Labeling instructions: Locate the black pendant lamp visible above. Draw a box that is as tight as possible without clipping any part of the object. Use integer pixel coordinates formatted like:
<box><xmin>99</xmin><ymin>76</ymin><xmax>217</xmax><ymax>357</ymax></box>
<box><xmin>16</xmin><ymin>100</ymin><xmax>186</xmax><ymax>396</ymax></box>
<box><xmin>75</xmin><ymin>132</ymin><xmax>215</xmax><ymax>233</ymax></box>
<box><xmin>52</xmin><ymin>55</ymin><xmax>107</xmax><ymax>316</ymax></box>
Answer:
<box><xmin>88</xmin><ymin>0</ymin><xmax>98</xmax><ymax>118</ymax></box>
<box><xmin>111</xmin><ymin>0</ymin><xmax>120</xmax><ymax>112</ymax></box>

**Task instructions:** Rewrite all of the entries above in full, labeling instructions included, and add 91 to every coordinate in the answer boxes. Leave the boxes that follow the instructions unchanged.

**Final result:**
Labeling instructions: Locate the black pendant lamp visible above. Draw a box that is as tight as possible without clipping any part of the object. Use integer pixel coordinates formatted like:
<box><xmin>99</xmin><ymin>76</ymin><xmax>217</xmax><ymax>357</ymax></box>
<box><xmin>16</xmin><ymin>100</ymin><xmax>186</xmax><ymax>396</ymax></box>
<box><xmin>75</xmin><ymin>132</ymin><xmax>215</xmax><ymax>233</ymax></box>
<box><xmin>52</xmin><ymin>55</ymin><xmax>107</xmax><ymax>316</ymax></box>
Answer:
<box><xmin>179</xmin><ymin>91</ymin><xmax>189</xmax><ymax>209</ymax></box>
<box><xmin>202</xmin><ymin>91</ymin><xmax>211</xmax><ymax>203</ymax></box>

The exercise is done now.